What to do =>
[1] According to the passage, where was Rashida Tlaib when she spoke at the ceasefire rally?
[2] Repeat word for word the part of the passage starting with "Where are our" and going on through "censored and doxxed?".

Source passage START

Where are our humanitarian interventionists? The ones who wept crocodile tears about the human rights of Ukranians, Iraqis, Syrians, Libyans and Afghans, to justify massive arms shipments and war? Where is the old anti-war wing of the Democratic Party and the liberal class? What has happened to the public intellectuals who used to decry the slaughter of innocents and the U.S. war machine? Where are the jurists who uphold the rule of international law? Why are the few lonely voices speaking out about Israel’s genocide of the Palestinians attacked, censored and doxxed?

“The previous president wanted to ban us and probably put us in concentration camps,” said Michigan Congresswoman Rashida Tlaib, who is of Palestinian descent, at a rally in support of a ceasefire on Oct. 20 in Washington in front of the U.S. Capitol. “This one wants us just to die. That’s how it feels. Shame on them.”

Source passage END
Provided information START

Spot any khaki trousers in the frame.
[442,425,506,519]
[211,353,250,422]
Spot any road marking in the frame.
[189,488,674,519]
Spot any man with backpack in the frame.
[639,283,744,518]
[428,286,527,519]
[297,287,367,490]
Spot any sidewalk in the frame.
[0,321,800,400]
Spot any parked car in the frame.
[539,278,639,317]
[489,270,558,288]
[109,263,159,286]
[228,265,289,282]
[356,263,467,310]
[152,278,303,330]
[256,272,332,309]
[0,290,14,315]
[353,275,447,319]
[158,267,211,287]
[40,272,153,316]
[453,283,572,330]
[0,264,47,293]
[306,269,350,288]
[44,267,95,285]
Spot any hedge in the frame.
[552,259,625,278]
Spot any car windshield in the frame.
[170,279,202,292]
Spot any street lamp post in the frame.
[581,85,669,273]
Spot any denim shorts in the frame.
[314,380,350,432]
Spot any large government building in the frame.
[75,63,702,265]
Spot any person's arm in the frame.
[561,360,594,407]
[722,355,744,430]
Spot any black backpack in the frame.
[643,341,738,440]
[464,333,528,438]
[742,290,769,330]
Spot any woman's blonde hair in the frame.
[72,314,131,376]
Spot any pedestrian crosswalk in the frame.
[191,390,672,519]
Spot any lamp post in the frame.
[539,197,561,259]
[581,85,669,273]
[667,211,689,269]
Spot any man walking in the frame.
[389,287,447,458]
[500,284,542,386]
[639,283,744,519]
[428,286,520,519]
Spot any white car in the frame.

Provided information END

Answers to the problems =>
[1] In Washington, in front of the U.S. Capitol.

[2]
Where are our humanitarian interventionists? The ones who wept crocodile tears about the human rights of Ukranians, Iraqis, Syrians, Libyans and Afghans, to justify massive arms shipments and war? Where is the old anti-war wing of the Democratic Party and the liberal class? What has happened to the public intellectuals who used to decry the slaughter of innocents and the U.S. war machine? Where are the jurists who uphold the rule of international law? Why are the few lonely voices speaking out about Israel’s genocide of the Palestinians attacked, censored and doxxed?